■ EXCERPTED TEXT ■
━━━
What are we building?  Two-arm robot for automating manual tabletop work, starting with final electronics assembly. We building robot itself and make software tools for deploying and scaling.

Problem Today manufacturers can source pre-assembled modules and automate most production steps. However, 5–10% of operations, primarily in final assembly, remain manual. This forces manufacturers to outsource the entire production to stay competitive. We automate this remaining gap.

Business model?

https://x.com/ihorbeaver/status/1986859432165405179

How it works:

Imagine you’re a small manufacturer producing electronic toys. Today, you pay about $1,000/month for an assembler, spend 1–2 days onboarding them, plus 2–3 weeks supervising to get stable quality.

Instead, you buy a robot and pay ~$500/month. To train it, you take the job and break it into simple primitives: “pick a part from the tray” “Regrip the part to the correct orientation.” “insert connector” etc. For each primitive, you teleoperate ~30 short demos (10 seconds each) — about 5 minutes of data per operation. The robot generalizes across different intermediate positions and small variations in parts. You can cover the whole task within a day.
━━━
■ MATERIAL ■
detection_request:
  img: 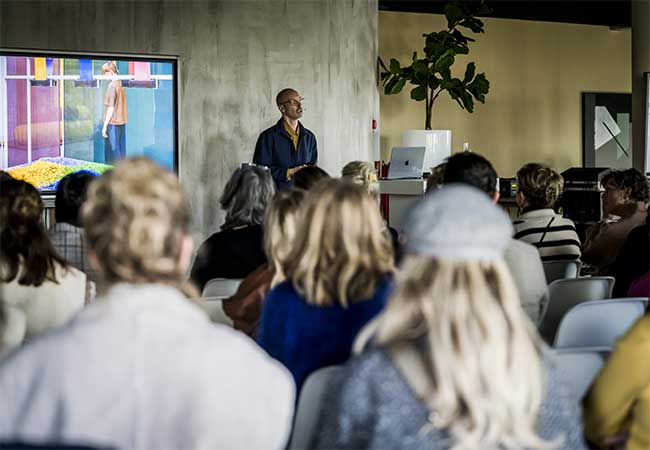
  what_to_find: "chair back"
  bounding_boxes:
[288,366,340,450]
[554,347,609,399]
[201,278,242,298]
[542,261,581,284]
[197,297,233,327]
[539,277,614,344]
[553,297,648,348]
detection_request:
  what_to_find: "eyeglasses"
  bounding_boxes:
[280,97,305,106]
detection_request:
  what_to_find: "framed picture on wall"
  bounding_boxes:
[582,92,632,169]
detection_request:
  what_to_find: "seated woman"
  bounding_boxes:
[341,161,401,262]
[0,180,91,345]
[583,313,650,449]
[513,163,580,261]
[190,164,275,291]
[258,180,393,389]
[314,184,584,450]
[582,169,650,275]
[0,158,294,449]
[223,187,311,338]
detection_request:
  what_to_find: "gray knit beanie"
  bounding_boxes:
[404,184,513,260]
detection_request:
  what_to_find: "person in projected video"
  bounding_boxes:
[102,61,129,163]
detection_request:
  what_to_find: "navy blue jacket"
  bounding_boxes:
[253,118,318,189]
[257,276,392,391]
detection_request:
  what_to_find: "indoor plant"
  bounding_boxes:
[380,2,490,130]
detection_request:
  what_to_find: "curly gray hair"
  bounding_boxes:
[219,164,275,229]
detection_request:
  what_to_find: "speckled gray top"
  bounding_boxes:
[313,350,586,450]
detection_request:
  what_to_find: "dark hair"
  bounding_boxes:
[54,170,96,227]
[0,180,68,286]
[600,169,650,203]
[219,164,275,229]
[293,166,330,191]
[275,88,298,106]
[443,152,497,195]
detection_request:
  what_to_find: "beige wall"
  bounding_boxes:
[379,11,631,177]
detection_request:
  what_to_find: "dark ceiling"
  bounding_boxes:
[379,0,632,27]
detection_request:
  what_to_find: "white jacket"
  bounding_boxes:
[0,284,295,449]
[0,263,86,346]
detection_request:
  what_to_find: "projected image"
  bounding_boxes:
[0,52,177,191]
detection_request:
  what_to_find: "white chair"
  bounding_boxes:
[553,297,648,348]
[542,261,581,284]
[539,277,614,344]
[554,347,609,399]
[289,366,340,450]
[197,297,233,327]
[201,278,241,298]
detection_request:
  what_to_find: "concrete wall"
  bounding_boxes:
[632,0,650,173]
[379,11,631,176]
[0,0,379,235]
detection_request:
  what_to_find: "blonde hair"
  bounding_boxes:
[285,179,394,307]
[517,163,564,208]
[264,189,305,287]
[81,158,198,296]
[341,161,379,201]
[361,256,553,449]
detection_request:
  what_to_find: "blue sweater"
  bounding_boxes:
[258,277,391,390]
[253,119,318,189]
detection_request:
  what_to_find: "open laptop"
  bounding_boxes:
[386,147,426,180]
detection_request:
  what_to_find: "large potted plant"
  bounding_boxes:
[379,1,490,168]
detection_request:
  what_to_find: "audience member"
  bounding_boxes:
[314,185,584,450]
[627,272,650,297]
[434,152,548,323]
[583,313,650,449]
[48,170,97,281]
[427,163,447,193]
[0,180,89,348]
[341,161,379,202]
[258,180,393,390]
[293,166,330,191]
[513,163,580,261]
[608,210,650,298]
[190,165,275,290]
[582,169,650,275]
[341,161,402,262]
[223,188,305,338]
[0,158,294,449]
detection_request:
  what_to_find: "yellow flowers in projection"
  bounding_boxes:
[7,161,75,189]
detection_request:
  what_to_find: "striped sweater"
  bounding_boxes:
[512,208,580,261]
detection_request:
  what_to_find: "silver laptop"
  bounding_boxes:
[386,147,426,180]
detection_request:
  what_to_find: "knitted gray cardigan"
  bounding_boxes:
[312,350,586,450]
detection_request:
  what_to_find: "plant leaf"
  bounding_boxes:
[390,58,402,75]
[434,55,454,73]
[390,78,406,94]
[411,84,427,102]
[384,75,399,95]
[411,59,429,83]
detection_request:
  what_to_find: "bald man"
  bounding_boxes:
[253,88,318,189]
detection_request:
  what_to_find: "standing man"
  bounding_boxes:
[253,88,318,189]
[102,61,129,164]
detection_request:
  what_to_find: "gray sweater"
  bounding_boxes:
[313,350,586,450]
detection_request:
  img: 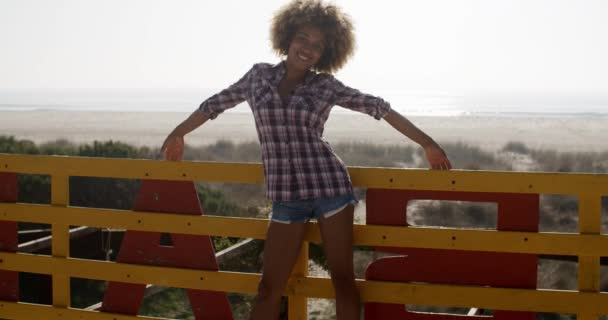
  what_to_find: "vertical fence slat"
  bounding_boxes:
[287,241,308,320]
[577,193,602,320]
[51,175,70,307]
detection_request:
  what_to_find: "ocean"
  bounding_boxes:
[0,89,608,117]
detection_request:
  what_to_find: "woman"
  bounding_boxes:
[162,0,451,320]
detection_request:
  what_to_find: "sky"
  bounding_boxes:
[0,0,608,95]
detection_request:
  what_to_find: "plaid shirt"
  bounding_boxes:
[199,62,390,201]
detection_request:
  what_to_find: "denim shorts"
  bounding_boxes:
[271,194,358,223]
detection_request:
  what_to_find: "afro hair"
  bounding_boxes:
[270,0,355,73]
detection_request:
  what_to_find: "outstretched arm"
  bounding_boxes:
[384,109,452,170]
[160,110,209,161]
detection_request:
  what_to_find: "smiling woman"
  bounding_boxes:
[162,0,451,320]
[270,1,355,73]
━━━
■ EXERCISE DIRECTIONS ■
Retype the two-arm robot text word for word, starting at "https://x.com/ihorbeaver/status/1986859432165405179" and ending at "get stable quality.".

■ EXERCISE ANSWER ■
https://x.com/ihorbeaver/status/1986859432165405179

How it works:

Imagine you’re a small manufacturer producing electronic toys. Today, you pay about $1,000/month for an assembler, spend 1–2 days onboarding them, plus 2–3 weeks supervising to get stable quality.